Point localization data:
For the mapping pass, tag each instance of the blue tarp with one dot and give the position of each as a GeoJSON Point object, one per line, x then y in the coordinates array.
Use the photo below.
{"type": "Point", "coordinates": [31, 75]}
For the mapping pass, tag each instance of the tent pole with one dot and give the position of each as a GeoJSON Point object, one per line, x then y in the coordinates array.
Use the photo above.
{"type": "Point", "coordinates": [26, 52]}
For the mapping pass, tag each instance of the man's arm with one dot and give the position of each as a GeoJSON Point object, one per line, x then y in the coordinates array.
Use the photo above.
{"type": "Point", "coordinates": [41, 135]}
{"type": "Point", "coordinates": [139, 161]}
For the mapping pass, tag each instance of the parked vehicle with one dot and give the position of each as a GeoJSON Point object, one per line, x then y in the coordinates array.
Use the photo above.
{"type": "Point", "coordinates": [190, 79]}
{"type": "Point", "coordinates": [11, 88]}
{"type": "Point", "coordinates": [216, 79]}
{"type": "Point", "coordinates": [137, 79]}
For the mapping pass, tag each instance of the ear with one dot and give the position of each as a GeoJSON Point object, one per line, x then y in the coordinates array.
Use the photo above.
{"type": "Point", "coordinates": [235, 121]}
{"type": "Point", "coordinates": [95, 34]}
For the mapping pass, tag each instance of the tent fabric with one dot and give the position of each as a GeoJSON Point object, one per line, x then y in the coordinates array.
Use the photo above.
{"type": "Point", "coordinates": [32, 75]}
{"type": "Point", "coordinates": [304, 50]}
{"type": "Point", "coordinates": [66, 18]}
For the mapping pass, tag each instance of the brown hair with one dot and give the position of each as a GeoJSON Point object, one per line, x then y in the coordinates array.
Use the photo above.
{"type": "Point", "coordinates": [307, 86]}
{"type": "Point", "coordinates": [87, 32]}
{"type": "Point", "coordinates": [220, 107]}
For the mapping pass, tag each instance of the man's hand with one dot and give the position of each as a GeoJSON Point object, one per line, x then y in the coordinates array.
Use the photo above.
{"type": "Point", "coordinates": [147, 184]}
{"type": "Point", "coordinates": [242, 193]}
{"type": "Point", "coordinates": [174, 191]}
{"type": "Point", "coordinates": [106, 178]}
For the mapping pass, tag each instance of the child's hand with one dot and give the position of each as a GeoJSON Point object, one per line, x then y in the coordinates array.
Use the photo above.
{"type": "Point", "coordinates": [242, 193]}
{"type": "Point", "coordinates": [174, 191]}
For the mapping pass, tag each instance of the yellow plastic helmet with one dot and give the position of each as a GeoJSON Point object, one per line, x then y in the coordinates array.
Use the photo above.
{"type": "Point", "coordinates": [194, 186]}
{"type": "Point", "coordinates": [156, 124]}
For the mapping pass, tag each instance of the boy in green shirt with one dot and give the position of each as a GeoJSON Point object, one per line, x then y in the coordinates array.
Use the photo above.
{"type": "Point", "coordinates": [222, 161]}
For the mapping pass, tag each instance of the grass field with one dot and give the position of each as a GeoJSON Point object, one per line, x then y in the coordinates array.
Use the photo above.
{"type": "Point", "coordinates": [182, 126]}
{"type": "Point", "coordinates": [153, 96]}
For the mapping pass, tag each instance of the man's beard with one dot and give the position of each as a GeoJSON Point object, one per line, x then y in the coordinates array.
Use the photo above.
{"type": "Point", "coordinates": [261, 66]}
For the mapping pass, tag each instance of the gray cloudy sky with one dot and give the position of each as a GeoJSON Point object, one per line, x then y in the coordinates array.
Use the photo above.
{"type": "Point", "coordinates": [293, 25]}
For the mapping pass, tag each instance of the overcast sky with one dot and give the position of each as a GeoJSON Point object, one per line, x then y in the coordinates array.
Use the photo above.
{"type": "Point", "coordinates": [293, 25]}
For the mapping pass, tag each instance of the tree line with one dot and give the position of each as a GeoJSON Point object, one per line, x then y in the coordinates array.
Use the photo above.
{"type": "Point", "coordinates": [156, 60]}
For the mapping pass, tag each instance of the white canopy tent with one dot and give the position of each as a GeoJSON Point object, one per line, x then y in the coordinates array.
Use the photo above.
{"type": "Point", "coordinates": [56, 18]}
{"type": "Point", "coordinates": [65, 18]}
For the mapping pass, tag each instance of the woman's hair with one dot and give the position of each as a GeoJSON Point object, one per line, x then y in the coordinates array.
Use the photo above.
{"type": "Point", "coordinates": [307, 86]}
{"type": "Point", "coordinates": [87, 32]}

→ **WHAT THE EXERCISE ASKS**
In the data above, which lines have "hand"? Report each of them.

→ **ANSWER TO THE PROBLEM**
For the mapping pass, tag each instance of the man's hand with one dot and give the position of each as a GeoJSON Point object, one per line, x then y in the coordinates array.
For the mapping pass, tag each instance of the child's hand with one dot and give the position of each as a GeoJSON Point object, one per line, x then y in the coordinates array.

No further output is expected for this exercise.